begin

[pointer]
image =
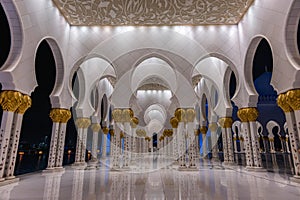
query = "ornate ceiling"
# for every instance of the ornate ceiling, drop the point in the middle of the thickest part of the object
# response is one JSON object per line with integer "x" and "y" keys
{"x": 152, "y": 12}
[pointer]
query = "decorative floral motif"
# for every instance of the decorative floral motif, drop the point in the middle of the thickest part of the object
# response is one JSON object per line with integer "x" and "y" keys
{"x": 153, "y": 12}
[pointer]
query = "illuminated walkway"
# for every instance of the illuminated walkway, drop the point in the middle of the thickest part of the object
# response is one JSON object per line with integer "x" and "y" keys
{"x": 161, "y": 184}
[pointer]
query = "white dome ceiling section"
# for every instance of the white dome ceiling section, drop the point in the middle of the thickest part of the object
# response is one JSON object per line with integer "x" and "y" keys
{"x": 154, "y": 67}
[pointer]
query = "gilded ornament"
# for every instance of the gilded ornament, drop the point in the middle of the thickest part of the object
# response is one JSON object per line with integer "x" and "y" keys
{"x": 95, "y": 127}
{"x": 117, "y": 115}
{"x": 10, "y": 100}
{"x": 293, "y": 99}
{"x": 213, "y": 126}
{"x": 203, "y": 129}
{"x": 190, "y": 115}
{"x": 225, "y": 122}
{"x": 105, "y": 130}
{"x": 127, "y": 114}
{"x": 111, "y": 132}
{"x": 180, "y": 115}
{"x": 283, "y": 103}
{"x": 174, "y": 122}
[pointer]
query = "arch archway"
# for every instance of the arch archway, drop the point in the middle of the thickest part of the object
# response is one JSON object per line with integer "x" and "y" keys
{"x": 37, "y": 125}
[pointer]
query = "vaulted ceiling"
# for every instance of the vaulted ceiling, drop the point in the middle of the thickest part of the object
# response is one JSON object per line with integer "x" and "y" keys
{"x": 152, "y": 12}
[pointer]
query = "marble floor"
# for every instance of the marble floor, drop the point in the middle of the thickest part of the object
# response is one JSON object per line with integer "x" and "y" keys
{"x": 206, "y": 183}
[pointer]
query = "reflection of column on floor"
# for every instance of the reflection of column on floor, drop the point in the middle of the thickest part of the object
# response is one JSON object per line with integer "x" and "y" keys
{"x": 105, "y": 131}
{"x": 248, "y": 117}
{"x": 226, "y": 124}
{"x": 203, "y": 131}
{"x": 180, "y": 115}
{"x": 174, "y": 124}
{"x": 92, "y": 185}
{"x": 77, "y": 186}
{"x": 289, "y": 103}
{"x": 213, "y": 127}
{"x": 94, "y": 160}
{"x": 25, "y": 103}
{"x": 52, "y": 185}
{"x": 190, "y": 125}
{"x": 82, "y": 124}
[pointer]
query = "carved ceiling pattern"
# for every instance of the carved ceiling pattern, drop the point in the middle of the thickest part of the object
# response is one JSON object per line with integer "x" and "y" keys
{"x": 153, "y": 12}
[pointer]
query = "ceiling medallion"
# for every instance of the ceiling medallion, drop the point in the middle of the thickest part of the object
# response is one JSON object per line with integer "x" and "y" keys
{"x": 152, "y": 12}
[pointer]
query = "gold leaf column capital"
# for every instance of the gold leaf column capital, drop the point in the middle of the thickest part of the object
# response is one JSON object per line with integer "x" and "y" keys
{"x": 10, "y": 100}
{"x": 282, "y": 102}
{"x": 213, "y": 126}
{"x": 293, "y": 99}
{"x": 95, "y": 127}
{"x": 226, "y": 122}
{"x": 26, "y": 103}
{"x": 180, "y": 115}
{"x": 203, "y": 129}
{"x": 190, "y": 115}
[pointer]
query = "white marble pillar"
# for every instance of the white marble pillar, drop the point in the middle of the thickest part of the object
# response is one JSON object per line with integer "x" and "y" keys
{"x": 13, "y": 143}
{"x": 78, "y": 144}
{"x": 285, "y": 102}
{"x": 254, "y": 138}
{"x": 214, "y": 140}
{"x": 53, "y": 144}
{"x": 14, "y": 105}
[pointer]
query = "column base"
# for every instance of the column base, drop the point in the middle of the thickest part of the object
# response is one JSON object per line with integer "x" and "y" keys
{"x": 53, "y": 170}
{"x": 295, "y": 178}
{"x": 9, "y": 181}
{"x": 79, "y": 165}
{"x": 255, "y": 169}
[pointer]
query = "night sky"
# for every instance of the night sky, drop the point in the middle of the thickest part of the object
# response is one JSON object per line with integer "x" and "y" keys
{"x": 37, "y": 124}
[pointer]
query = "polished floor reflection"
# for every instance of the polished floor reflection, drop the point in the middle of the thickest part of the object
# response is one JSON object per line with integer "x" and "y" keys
{"x": 206, "y": 183}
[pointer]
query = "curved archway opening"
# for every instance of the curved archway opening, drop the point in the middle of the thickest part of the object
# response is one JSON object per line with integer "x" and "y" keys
{"x": 5, "y": 39}
{"x": 37, "y": 125}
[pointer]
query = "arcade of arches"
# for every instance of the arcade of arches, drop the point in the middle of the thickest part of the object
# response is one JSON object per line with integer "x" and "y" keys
{"x": 150, "y": 101}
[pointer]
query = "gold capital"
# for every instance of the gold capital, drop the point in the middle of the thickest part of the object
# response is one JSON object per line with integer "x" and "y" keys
{"x": 213, "y": 126}
{"x": 174, "y": 122}
{"x": 190, "y": 115}
{"x": 60, "y": 115}
{"x": 10, "y": 100}
{"x": 293, "y": 99}
{"x": 248, "y": 114}
{"x": 283, "y": 103}
{"x": 180, "y": 115}
{"x": 83, "y": 122}
{"x": 203, "y": 129}
{"x": 225, "y": 122}
{"x": 95, "y": 127}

end

# [Problem statement]
Leave images out of the retyped records; keep all else exact.

# [Exercise result]
[pointer]
image =
query = "ornate ceiling"
# for every instance of the ornate ceiling, drop the point in the middle of the thickest part of the object
# response is one JSON object per line with integer "x" and "y" keys
{"x": 152, "y": 12}
[pointer]
query = "decorative floral motif"
# for every instance of the decorative floral motif, drop the point in the middle of the thickest part of the object
# response is one JSON object per line with integer "x" and "y" keys
{"x": 153, "y": 12}
[pointer]
query = "illuminated walkway"
# for every instance of the illuminated walkway, drop the point in the middle of the thickest part of the object
# response is one JSON object per line with integer "x" and "y" keys
{"x": 161, "y": 184}
[pointer]
query = "white dome ceiling section"
# for every instance of the white dome ceiling section, drop the point in the middle of the thickest part of the object
# response is one JSON object per line with integer "x" and "y" keys
{"x": 154, "y": 67}
[pointer]
query = "gilded ornament"
# for every instance of the gilded ornament, drop the point in the middle of the thickest part of the object
# response is one JSON object per line with integer "x" and "y" keys
{"x": 95, "y": 127}
{"x": 117, "y": 115}
{"x": 10, "y": 100}
{"x": 293, "y": 99}
{"x": 213, "y": 126}
{"x": 203, "y": 129}
{"x": 190, "y": 115}
{"x": 225, "y": 122}
{"x": 105, "y": 130}
{"x": 127, "y": 114}
{"x": 111, "y": 132}
{"x": 180, "y": 115}
{"x": 283, "y": 103}
{"x": 174, "y": 122}
[pointer]
query = "arch archway"
# for every instance of the arch archway, drop the point in the middle of the thickest part of the object
# response is one JSON object per line with integer "x" and "y" keys
{"x": 37, "y": 125}
[pointer]
query = "vaulted ceiling"
# for every instance of the vaulted ceiling, drop the point in the middle of the thickest part of the object
# response is one JSON object per line with integer "x" and "y" keys
{"x": 152, "y": 12}
[pointer]
query = "marble floor"
# for every instance of the marble floor, drop the point in the middle of the thickest part of the object
# response is one JSON object per line with integer "x" and "y" keys
{"x": 206, "y": 183}
[pointer]
query = "reflection of column on floor"
# for every instance of the reflection of column on floor, drop the point in the middle of the thickest part of the object
# response is one JSON object per line with integer "x" and "y" keys
{"x": 105, "y": 131}
{"x": 248, "y": 117}
{"x": 226, "y": 124}
{"x": 203, "y": 131}
{"x": 180, "y": 115}
{"x": 174, "y": 124}
{"x": 92, "y": 185}
{"x": 77, "y": 186}
{"x": 289, "y": 103}
{"x": 213, "y": 127}
{"x": 94, "y": 160}
{"x": 25, "y": 103}
{"x": 52, "y": 185}
{"x": 190, "y": 125}
{"x": 82, "y": 124}
[pointer]
query = "carved ceiling pattern"
# for every instance of the carved ceiling pattern, drop the point in the middle of the thickest part of the object
# response is one JSON object per line with integer "x" and "y" keys
{"x": 153, "y": 12}
[pointer]
query = "ceiling medallion"
# for every instance of the ceiling medallion, drop the point in the middle of the thickest part of the object
# response is one JSON object per line with integer "x" and "y" keys
{"x": 152, "y": 12}
[pointer]
query = "gold leaf column capital"
# for every instance of the gold leaf column capital, drop the point in the middle of the thickest part of the object
# response is one JSON object per line with integer "x" and "y" keys
{"x": 10, "y": 100}
{"x": 282, "y": 102}
{"x": 213, "y": 126}
{"x": 293, "y": 99}
{"x": 95, "y": 127}
{"x": 226, "y": 122}
{"x": 26, "y": 103}
{"x": 180, "y": 115}
{"x": 203, "y": 129}
{"x": 190, "y": 115}
[pointer]
query = "white marble pillar"
# for every instance of the white marble pillar, drop the point in the middle of the thickest part of the object
# response is one JSON object per line with integer "x" and "y" keys
{"x": 13, "y": 143}
{"x": 78, "y": 144}
{"x": 285, "y": 102}
{"x": 254, "y": 138}
{"x": 214, "y": 140}
{"x": 53, "y": 144}
{"x": 14, "y": 105}
[pointer]
query = "column base"
# for every instance of the column base, drop the point in the middle of the thickest part of the object
# response is one JSON object per line with integer "x" and "y" keys
{"x": 53, "y": 170}
{"x": 295, "y": 178}
{"x": 9, "y": 181}
{"x": 79, "y": 165}
{"x": 255, "y": 169}
[pointer]
query = "night sky"
# for every instance of the night sky, drop the point in the middle of the thickest part of the object
# response is one JSON object per line with integer "x" and "y" keys
{"x": 37, "y": 124}
[pointer]
query = "polished floor reflection"
# for every instance of the polished floor reflection, drop the point in the middle of the thickest part of the object
# response is one JSON object per line with integer "x" and "y" keys
{"x": 206, "y": 183}
[pointer]
query = "curved archway opening"
# for every instance of the curved archway opening, drop the point in the middle of the thickest part of the object
# response is one JSON object per line with integer "x" and "y" keys
{"x": 5, "y": 39}
{"x": 37, "y": 125}
[pointer]
query = "arcade of arches"
# for every instance of the arcade of arches, drop the point in the middle of the thickest part of the object
# response is one JSON object per line with integer "x" and "y" keys
{"x": 150, "y": 101}
[pointer]
query = "gold capital"
# for every instance of the gold capital, drop the point in the middle of the thickest part of the object
# response is one JSON object per line with integer "x" and "y" keys
{"x": 213, "y": 126}
{"x": 174, "y": 122}
{"x": 190, "y": 115}
{"x": 60, "y": 115}
{"x": 10, "y": 100}
{"x": 293, "y": 99}
{"x": 248, "y": 114}
{"x": 283, "y": 103}
{"x": 180, "y": 115}
{"x": 83, "y": 122}
{"x": 203, "y": 129}
{"x": 225, "y": 122}
{"x": 95, "y": 127}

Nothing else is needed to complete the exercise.